§ **Directions**: From the entries below, return every line that includes the word "knot".
** Data provided follows **
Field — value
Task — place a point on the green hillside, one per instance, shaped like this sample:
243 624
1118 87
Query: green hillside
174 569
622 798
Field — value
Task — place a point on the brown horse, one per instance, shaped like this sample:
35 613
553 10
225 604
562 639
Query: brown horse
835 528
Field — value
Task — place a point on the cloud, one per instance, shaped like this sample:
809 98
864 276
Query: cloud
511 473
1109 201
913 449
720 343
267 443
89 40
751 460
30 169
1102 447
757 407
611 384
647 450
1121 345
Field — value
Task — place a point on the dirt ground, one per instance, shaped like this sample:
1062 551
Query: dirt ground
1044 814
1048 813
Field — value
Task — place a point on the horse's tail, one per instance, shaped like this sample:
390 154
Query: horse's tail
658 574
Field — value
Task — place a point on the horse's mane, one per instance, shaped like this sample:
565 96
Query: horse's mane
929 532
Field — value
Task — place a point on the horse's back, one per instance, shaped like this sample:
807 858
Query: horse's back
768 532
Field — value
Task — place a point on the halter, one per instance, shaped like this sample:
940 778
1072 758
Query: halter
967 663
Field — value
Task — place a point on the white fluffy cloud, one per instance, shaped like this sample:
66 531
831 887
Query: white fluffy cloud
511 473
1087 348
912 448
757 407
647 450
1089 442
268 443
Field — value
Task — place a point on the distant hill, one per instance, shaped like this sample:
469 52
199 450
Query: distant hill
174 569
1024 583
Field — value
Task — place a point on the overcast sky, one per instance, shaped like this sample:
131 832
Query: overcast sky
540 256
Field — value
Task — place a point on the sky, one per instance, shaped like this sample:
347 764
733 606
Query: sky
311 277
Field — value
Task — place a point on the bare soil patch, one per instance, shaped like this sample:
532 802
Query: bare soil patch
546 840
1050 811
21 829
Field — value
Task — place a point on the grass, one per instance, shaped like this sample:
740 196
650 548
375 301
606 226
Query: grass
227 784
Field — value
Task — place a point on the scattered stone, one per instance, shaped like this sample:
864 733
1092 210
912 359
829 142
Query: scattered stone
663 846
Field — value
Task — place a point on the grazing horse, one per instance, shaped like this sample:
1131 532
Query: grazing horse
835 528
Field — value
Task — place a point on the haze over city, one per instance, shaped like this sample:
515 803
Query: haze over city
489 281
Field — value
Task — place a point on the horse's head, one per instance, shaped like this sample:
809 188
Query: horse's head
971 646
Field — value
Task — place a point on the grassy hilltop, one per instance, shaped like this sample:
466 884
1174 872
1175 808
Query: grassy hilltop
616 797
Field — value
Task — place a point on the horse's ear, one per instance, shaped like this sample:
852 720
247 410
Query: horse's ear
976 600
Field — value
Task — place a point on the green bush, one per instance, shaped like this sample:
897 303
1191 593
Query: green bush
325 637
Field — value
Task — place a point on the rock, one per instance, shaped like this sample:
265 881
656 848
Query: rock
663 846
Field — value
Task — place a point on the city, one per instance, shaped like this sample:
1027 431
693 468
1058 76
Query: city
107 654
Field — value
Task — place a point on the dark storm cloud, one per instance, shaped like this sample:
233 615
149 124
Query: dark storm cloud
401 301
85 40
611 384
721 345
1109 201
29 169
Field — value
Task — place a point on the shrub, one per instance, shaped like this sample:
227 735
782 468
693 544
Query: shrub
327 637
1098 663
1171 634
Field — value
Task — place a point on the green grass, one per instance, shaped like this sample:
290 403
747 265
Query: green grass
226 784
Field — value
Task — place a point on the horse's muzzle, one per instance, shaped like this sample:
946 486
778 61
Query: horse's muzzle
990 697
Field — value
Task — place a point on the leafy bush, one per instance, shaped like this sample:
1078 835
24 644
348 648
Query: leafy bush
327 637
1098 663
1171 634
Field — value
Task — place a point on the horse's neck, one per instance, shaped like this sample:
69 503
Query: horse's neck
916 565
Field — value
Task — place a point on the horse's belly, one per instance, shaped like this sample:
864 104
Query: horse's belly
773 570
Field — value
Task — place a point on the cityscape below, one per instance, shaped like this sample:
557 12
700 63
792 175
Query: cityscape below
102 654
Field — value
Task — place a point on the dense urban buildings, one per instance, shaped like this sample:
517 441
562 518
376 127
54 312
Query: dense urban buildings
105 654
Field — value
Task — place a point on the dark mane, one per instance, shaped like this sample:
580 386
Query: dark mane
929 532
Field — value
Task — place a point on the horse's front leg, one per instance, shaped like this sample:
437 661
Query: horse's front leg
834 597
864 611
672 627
** End of Data provided **
** Data provided follows **
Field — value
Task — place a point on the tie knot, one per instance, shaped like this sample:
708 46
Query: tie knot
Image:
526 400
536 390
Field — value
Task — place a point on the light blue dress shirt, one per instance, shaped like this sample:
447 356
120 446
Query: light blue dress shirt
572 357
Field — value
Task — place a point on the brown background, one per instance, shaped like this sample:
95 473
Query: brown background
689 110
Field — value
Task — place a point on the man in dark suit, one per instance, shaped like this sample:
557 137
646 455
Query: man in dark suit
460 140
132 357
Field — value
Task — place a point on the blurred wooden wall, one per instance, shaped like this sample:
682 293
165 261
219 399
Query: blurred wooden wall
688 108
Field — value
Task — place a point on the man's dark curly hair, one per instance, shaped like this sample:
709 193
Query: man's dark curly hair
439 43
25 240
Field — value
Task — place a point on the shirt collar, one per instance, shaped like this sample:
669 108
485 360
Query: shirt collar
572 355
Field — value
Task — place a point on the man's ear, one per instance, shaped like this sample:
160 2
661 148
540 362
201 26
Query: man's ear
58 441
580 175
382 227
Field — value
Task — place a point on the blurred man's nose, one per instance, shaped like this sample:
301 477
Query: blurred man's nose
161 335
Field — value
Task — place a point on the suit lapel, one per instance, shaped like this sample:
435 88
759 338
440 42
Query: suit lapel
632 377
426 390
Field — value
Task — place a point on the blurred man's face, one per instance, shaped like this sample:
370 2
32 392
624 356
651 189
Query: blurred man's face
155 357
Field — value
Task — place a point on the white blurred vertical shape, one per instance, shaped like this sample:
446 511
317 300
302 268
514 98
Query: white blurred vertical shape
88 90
** End of Data provided **
§ **Task answer**:
Task — place a point on the tie knot, one per instance, shaped like this sample:
Query: tie knot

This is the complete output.